» Exercise
From the entries below, copy out all lines holding "green".

----- Data records -----

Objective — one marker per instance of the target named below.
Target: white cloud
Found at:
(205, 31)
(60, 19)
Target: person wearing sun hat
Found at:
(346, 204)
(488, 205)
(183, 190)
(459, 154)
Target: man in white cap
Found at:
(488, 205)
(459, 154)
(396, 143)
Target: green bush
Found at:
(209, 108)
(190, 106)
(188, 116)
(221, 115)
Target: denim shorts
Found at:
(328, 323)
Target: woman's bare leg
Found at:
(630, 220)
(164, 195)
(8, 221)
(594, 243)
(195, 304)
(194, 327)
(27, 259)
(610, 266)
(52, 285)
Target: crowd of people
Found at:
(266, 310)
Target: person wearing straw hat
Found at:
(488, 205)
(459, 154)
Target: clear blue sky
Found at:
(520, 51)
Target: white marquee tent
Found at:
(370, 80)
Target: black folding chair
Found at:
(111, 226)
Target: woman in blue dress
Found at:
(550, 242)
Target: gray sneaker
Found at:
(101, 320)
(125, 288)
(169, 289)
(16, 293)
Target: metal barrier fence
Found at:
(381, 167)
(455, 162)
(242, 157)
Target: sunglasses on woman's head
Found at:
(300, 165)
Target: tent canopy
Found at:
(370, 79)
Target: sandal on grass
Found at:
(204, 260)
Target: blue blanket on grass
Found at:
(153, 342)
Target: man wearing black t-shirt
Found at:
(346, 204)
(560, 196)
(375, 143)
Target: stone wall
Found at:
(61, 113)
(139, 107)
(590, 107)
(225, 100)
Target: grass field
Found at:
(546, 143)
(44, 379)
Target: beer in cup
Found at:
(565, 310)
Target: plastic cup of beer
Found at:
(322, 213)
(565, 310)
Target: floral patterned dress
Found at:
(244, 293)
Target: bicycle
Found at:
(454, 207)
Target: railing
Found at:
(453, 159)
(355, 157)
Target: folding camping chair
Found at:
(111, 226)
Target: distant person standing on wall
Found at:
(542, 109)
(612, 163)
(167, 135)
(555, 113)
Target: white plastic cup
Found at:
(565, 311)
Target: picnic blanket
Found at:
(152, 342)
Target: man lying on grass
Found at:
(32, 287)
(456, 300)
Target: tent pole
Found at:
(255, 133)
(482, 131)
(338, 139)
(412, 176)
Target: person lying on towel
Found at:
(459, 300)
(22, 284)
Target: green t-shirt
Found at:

-----

» Answer to this exercise
Target: green bush
Target: green t-shirt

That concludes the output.